_What you need to do_
Your answer should consist only of the lines below from the one with "<point>331,332</point>" through the one with "<point>598,165</point>", copied exactly.

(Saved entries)
=== Section Start ===

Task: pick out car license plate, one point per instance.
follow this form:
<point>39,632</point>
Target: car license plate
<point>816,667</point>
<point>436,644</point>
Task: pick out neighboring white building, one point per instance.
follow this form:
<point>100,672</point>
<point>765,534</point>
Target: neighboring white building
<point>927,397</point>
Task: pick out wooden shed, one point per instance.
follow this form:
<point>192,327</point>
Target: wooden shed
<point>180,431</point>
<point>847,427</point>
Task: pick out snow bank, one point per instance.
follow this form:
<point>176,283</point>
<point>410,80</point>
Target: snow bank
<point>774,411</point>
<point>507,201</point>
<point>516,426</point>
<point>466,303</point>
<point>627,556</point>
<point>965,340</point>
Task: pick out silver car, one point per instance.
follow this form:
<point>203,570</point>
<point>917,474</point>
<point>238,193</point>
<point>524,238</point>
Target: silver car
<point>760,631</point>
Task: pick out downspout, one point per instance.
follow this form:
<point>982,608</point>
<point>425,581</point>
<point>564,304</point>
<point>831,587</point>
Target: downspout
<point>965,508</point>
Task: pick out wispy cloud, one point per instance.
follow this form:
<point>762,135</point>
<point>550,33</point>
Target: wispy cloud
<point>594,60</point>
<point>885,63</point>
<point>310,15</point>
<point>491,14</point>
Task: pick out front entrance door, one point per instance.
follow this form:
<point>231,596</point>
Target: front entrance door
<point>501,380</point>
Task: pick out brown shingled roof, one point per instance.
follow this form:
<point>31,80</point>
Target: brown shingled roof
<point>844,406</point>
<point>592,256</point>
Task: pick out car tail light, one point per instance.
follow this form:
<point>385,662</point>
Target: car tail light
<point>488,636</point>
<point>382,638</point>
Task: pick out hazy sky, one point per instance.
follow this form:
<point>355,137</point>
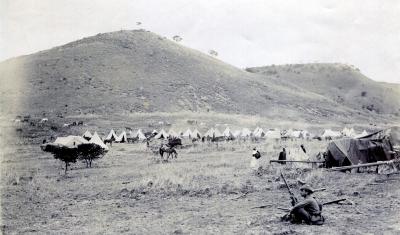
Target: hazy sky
<point>365,33</point>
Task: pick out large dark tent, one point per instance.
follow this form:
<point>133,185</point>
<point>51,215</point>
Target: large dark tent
<point>378,146</point>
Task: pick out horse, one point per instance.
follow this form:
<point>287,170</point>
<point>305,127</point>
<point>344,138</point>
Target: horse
<point>170,150</point>
<point>173,142</point>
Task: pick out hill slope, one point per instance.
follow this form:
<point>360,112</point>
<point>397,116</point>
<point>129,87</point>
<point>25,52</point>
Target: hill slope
<point>341,83</point>
<point>137,71</point>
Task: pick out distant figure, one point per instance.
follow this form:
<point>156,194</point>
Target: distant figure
<point>282,156</point>
<point>308,210</point>
<point>254,163</point>
<point>304,149</point>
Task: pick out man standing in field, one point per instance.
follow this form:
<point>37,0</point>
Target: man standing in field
<point>308,210</point>
<point>254,164</point>
<point>282,156</point>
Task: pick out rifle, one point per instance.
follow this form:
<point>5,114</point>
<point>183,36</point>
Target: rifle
<point>292,196</point>
<point>325,203</point>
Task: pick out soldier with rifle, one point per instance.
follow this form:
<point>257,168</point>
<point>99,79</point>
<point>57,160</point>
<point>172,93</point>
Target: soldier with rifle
<point>307,211</point>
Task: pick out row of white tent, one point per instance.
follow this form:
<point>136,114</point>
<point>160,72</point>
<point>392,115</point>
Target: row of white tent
<point>73,141</point>
<point>244,133</point>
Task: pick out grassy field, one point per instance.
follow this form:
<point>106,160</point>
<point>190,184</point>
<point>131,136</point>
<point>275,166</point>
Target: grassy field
<point>207,189</point>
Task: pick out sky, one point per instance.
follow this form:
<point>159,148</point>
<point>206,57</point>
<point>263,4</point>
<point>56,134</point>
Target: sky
<point>245,33</point>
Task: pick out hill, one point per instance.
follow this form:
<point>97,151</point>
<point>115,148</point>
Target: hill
<point>341,83</point>
<point>127,72</point>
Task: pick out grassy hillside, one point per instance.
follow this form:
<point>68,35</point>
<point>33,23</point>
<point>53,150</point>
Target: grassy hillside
<point>128,72</point>
<point>341,83</point>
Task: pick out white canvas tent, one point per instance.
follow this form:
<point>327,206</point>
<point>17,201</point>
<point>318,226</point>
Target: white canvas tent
<point>295,134</point>
<point>121,138</point>
<point>273,134</point>
<point>209,133</point>
<point>305,134</point>
<point>187,134</point>
<point>364,133</point>
<point>331,134</point>
<point>349,132</point>
<point>70,141</point>
<point>227,133</point>
<point>111,135</point>
<point>96,140</point>
<point>236,133</point>
<point>245,133</point>
<point>259,132</point>
<point>213,133</point>
<point>87,134</point>
<point>172,133</point>
<point>161,135</point>
<point>196,134</point>
<point>139,134</point>
<point>217,133</point>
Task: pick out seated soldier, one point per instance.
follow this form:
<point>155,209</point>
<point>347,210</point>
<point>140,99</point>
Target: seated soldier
<point>308,210</point>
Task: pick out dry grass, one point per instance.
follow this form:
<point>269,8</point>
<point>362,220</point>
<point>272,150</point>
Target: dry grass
<point>208,189</point>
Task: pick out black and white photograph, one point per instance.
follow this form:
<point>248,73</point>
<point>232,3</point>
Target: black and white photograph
<point>200,117</point>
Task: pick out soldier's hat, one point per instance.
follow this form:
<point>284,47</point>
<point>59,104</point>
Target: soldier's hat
<point>307,188</point>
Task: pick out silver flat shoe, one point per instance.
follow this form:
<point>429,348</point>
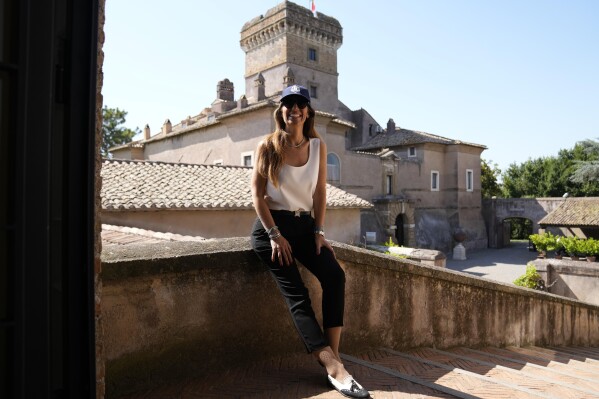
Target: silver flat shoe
<point>349,387</point>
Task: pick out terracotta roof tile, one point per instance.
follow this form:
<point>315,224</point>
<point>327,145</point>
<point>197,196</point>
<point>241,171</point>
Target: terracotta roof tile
<point>574,212</point>
<point>402,137</point>
<point>145,185</point>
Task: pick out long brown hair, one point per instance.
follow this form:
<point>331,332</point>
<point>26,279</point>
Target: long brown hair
<point>270,154</point>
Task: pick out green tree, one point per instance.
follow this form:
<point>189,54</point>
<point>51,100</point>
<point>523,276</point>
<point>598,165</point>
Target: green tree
<point>587,167</point>
<point>113,131</point>
<point>555,176</point>
<point>489,173</point>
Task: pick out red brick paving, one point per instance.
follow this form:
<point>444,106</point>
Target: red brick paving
<point>495,373</point>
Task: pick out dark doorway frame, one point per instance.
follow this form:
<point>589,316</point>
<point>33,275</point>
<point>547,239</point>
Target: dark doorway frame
<point>399,233</point>
<point>47,196</point>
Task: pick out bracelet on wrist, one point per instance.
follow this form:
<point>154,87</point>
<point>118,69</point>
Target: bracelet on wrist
<point>268,231</point>
<point>275,235</point>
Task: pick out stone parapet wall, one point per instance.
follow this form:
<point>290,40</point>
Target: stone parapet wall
<point>184,308</point>
<point>572,279</point>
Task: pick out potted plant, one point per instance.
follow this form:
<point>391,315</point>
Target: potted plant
<point>590,248</point>
<point>559,247</point>
<point>531,279</point>
<point>540,243</point>
<point>571,246</point>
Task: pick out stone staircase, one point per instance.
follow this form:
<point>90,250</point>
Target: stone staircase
<point>527,372</point>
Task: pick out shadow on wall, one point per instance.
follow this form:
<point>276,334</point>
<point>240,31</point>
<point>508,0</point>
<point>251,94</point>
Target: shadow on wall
<point>181,308</point>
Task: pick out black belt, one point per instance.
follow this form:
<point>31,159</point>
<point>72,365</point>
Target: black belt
<point>291,213</point>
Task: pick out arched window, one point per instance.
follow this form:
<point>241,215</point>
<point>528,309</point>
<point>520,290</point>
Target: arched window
<point>333,168</point>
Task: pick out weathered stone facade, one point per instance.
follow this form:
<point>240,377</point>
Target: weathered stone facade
<point>388,166</point>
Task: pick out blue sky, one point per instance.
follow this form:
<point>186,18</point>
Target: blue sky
<point>519,76</point>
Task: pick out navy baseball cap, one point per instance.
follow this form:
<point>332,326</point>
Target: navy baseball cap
<point>296,90</point>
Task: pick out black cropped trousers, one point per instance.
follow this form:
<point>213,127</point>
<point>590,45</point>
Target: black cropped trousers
<point>299,232</point>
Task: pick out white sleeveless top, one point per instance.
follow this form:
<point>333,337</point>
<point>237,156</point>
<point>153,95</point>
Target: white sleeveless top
<point>296,183</point>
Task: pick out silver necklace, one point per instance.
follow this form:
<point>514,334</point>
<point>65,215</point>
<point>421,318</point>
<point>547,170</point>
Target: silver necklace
<point>297,145</point>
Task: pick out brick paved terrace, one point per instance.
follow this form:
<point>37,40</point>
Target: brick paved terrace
<point>528,372</point>
<point>205,320</point>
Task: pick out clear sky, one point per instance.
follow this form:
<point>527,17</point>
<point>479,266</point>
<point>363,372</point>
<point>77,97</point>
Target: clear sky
<point>518,76</point>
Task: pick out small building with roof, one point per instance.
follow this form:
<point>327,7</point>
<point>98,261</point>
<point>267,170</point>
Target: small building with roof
<point>424,187</point>
<point>207,201</point>
<point>575,217</point>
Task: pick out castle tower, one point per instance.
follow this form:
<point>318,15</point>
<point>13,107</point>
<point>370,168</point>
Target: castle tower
<point>289,37</point>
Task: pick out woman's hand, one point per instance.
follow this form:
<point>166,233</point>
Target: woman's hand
<point>322,242</point>
<point>281,250</point>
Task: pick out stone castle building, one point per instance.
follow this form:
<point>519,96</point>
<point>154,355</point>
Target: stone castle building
<point>424,186</point>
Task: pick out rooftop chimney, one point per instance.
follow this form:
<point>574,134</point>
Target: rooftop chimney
<point>390,126</point>
<point>225,90</point>
<point>167,127</point>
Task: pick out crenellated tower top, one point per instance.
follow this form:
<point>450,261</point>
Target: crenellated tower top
<point>289,41</point>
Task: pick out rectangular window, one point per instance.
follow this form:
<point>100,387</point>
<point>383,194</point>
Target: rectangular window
<point>247,158</point>
<point>469,180</point>
<point>434,180</point>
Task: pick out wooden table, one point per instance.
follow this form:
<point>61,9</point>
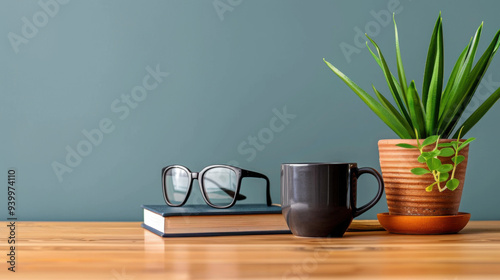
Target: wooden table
<point>125,251</point>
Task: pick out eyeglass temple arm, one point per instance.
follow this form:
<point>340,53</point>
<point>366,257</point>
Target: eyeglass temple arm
<point>252,174</point>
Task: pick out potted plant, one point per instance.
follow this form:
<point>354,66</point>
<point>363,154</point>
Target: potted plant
<point>425,172</point>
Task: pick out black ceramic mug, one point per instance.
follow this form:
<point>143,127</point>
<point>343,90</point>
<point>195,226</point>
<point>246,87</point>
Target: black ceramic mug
<point>319,199</point>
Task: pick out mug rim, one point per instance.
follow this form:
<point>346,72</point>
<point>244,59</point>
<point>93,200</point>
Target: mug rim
<point>317,163</point>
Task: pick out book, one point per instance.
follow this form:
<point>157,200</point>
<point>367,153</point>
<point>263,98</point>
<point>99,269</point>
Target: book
<point>203,220</point>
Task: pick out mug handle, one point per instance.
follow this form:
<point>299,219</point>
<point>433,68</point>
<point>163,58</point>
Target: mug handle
<point>374,201</point>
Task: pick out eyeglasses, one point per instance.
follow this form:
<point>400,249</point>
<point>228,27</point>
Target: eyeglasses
<point>219,184</point>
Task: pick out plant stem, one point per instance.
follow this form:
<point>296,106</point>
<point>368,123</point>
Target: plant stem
<point>456,154</point>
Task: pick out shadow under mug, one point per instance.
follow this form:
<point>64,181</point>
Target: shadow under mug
<point>319,199</point>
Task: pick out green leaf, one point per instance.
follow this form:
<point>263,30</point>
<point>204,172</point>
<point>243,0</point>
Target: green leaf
<point>452,184</point>
<point>407,146</point>
<point>430,140</point>
<point>445,168</point>
<point>394,80</point>
<point>415,108</point>
<point>458,159</point>
<point>443,177</point>
<point>435,86</point>
<point>429,188</point>
<point>451,80</point>
<point>447,152</point>
<point>464,86</point>
<point>440,145</point>
<point>465,143</point>
<point>420,171</point>
<point>472,82</point>
<point>386,116</point>
<point>421,159</point>
<point>431,154</point>
<point>397,95</point>
<point>433,164</point>
<point>401,72</point>
<point>480,112</point>
<point>393,110</point>
<point>431,58</point>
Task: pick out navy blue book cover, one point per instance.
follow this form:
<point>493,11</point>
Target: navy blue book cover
<point>205,210</point>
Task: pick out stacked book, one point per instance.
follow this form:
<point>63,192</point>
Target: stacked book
<point>203,220</point>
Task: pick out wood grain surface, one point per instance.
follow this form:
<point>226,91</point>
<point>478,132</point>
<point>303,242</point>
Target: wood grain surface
<point>125,251</point>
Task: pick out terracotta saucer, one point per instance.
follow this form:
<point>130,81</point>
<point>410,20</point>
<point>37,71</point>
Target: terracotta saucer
<point>423,224</point>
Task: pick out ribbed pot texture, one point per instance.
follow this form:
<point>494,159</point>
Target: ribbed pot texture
<point>405,192</point>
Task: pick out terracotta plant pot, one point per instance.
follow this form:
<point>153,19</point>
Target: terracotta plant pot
<point>405,192</point>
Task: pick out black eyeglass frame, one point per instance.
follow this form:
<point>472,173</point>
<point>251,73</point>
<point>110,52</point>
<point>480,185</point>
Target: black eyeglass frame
<point>240,174</point>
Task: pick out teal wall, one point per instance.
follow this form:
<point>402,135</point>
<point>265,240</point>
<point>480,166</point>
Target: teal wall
<point>78,66</point>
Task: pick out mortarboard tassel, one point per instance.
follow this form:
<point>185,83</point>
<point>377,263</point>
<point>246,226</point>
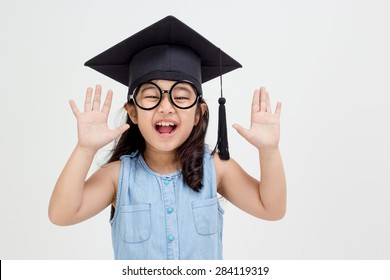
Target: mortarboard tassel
<point>222,142</point>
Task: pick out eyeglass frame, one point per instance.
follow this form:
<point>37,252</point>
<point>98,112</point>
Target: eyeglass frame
<point>133,99</point>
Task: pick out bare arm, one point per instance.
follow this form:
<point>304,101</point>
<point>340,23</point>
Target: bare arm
<point>74,199</point>
<point>264,198</point>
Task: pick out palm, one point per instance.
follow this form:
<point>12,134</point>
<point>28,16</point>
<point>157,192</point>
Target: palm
<point>93,131</point>
<point>264,131</point>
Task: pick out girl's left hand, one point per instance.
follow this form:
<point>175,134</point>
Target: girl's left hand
<point>264,132</point>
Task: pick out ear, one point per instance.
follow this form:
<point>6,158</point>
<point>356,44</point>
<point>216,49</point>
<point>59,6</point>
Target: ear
<point>203,108</point>
<point>132,112</point>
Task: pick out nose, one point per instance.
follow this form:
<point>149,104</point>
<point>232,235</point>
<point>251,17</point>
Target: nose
<point>165,105</point>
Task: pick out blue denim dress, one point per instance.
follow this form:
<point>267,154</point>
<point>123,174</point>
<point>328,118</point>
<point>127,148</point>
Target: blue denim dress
<point>159,217</point>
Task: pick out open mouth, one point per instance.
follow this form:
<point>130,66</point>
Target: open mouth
<point>165,128</point>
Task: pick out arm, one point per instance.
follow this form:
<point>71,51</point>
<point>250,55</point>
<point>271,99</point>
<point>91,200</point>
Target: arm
<point>266,198</point>
<point>74,199</point>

=== Section End ===

_Answer to the exercise_
<point>331,332</point>
<point>26,279</point>
Target: long brown hair
<point>270,154</point>
Task: pick out green tree, one point per instance.
follow this form:
<point>189,54</point>
<point>51,100</point>
<point>523,276</point>
<point>598,165</point>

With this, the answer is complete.